Task brief: When you reach the line containing "TARGET = white lane line" in the data below, begin returning lines exactly as written, and stop once the line containing "TARGET = sidewalk" has been returned.

=== Data excerpts ===

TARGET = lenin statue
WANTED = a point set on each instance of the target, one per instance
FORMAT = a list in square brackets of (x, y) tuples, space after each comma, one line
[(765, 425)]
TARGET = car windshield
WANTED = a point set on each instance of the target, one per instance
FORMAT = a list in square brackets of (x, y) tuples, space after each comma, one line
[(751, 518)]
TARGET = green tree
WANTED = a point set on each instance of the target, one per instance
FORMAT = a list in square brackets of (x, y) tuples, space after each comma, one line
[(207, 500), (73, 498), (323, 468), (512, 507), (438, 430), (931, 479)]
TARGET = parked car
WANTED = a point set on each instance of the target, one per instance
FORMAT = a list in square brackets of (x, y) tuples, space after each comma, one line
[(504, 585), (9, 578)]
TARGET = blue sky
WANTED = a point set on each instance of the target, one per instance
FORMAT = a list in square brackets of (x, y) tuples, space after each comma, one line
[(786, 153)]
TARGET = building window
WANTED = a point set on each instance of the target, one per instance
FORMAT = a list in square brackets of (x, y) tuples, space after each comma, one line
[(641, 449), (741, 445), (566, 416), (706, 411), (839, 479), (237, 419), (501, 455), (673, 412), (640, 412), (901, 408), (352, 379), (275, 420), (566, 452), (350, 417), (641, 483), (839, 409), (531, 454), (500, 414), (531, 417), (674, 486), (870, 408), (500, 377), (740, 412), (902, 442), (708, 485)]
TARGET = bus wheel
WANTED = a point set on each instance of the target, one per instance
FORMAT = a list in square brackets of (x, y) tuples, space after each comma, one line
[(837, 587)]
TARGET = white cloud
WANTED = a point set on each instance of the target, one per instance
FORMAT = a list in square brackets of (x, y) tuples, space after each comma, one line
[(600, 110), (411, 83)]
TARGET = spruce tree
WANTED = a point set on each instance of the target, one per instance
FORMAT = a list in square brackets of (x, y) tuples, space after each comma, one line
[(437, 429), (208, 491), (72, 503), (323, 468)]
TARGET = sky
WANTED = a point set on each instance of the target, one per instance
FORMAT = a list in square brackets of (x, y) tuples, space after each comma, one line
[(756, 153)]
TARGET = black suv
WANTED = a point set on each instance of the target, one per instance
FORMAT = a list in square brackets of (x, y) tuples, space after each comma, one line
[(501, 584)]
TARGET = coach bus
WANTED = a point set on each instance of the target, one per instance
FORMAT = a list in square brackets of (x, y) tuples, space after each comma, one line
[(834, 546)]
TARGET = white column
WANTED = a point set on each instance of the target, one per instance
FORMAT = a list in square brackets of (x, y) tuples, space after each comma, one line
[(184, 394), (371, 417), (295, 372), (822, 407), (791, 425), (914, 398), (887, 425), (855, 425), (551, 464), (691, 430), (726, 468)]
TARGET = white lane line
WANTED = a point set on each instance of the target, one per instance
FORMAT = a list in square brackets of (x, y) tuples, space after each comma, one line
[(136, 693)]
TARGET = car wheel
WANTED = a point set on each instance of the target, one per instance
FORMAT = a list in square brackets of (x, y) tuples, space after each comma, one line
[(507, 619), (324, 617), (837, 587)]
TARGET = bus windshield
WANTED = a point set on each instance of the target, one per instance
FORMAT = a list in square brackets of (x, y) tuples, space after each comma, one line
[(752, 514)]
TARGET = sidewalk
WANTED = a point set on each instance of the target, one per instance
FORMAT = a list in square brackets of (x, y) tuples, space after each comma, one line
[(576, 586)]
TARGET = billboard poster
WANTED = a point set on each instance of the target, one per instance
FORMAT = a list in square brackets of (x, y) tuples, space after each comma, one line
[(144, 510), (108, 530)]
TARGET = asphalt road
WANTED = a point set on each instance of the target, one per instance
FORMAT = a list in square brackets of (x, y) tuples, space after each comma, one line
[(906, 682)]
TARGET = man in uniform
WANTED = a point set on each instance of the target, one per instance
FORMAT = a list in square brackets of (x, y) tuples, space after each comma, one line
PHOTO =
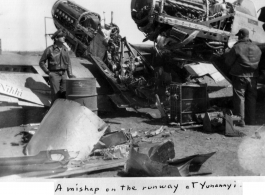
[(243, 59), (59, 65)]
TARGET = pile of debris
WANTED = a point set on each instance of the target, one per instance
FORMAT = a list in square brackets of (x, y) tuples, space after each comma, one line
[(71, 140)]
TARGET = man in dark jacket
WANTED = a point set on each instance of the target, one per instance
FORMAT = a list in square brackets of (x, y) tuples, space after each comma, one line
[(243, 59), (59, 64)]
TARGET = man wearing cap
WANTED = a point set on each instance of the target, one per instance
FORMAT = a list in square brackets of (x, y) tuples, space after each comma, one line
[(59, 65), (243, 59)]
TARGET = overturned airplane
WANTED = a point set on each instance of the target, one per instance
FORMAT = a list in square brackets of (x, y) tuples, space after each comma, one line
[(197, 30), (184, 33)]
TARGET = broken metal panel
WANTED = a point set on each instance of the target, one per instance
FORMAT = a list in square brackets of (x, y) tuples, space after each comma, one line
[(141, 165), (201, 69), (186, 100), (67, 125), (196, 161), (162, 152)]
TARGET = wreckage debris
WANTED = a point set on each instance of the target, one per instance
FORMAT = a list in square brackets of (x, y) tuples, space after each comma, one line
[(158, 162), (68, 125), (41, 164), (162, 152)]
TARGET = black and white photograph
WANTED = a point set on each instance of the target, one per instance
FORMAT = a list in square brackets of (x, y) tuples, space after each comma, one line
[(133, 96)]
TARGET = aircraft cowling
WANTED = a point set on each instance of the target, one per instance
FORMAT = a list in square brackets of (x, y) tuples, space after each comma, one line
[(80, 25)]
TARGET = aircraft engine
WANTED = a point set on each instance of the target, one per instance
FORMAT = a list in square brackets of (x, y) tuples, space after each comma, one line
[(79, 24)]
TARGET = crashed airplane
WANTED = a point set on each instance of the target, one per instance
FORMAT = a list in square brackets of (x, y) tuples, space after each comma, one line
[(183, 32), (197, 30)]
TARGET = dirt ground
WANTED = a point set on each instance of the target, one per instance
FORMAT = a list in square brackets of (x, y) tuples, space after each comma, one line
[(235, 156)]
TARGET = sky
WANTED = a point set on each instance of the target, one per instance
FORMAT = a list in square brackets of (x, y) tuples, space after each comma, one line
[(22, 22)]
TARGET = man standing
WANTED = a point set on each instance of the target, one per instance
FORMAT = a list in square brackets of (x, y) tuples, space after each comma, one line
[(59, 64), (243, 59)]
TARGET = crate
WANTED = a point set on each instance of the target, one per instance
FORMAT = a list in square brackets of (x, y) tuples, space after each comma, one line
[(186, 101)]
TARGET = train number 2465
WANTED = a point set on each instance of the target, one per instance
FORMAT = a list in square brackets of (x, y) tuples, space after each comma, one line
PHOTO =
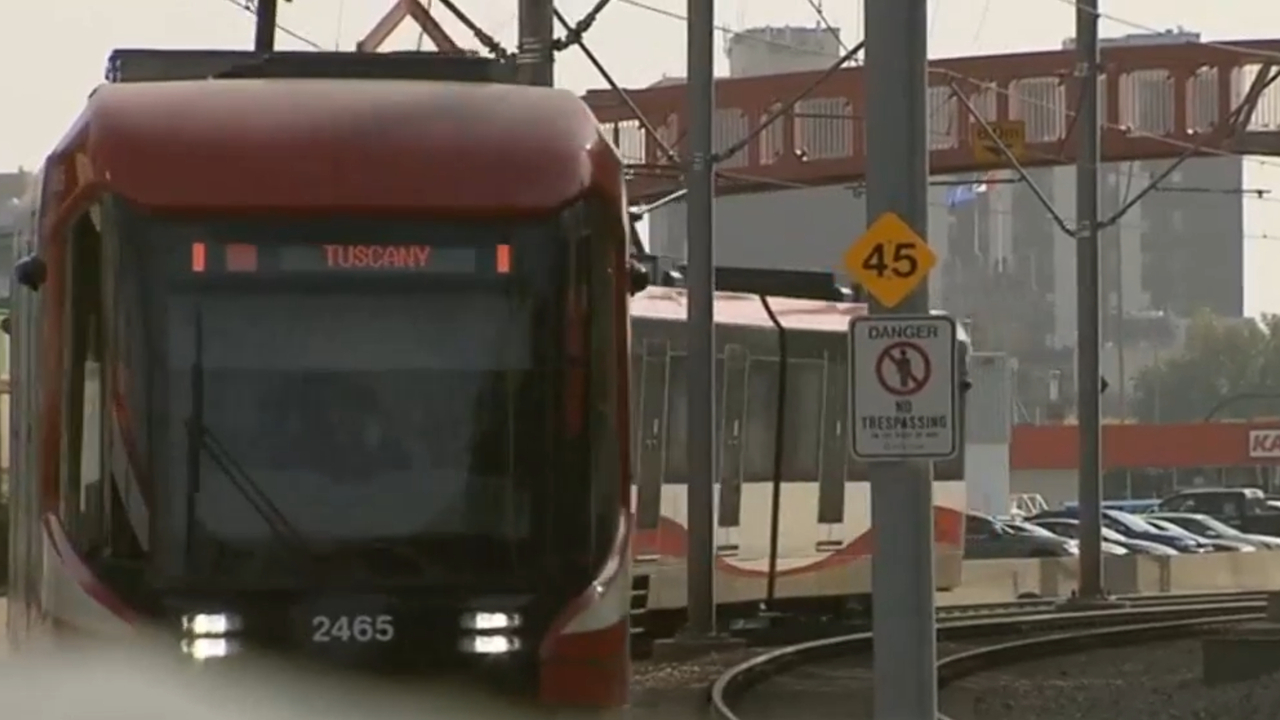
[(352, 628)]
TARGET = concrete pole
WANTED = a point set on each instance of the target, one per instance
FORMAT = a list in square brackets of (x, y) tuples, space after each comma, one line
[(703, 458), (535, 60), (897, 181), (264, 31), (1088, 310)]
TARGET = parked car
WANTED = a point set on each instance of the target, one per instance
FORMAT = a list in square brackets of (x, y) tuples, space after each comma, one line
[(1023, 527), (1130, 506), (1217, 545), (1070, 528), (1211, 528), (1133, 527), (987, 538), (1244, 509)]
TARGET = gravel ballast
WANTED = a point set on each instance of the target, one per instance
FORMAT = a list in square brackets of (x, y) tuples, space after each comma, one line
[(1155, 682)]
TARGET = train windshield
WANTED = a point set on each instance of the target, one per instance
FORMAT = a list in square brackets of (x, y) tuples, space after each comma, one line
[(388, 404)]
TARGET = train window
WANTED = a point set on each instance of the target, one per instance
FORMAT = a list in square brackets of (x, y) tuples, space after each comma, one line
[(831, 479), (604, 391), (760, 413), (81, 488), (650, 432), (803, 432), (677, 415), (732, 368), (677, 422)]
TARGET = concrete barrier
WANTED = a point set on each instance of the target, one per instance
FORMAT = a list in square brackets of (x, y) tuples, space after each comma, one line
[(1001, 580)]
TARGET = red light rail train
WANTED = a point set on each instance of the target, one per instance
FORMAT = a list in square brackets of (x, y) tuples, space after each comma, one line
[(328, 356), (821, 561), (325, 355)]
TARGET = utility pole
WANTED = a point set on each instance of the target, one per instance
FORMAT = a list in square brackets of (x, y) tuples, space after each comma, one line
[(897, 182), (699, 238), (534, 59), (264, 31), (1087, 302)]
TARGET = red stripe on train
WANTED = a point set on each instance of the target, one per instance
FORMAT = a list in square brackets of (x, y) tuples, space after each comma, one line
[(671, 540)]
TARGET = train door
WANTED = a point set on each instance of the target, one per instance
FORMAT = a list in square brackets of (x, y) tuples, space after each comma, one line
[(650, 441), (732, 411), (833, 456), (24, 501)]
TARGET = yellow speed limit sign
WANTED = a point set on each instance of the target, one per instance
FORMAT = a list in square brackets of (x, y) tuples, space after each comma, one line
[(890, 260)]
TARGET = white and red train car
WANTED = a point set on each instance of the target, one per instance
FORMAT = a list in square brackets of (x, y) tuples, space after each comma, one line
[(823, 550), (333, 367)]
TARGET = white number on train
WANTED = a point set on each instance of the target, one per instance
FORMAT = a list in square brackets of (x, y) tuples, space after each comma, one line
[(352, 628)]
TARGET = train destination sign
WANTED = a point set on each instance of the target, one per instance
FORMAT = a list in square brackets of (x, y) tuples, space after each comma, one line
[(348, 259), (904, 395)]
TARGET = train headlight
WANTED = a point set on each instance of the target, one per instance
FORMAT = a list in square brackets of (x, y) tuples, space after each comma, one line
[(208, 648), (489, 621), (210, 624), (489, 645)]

===

Answer to this exercise:
TARGET = white lane line
WANTED = a point set on each instance of the target, one per instance
FORMAT = a list in square brackets of (x, y) tuples, space after each comma, one line
[(136, 693)]
TARGET = car wheel
WANTED = a point set on each instance of the target, one per instance
FORMAT = a list in square brackets of (x, y) tuples, space after each comma, one line
[(507, 619), (324, 617), (837, 587)]
TARGET = bus windshield
WANTED = a point set on each instance of the target, one per instance
FORMAT = a list in square brackets of (x, y) tuples, space after each comma, one line
[(752, 514)]
TARGET = sidewalk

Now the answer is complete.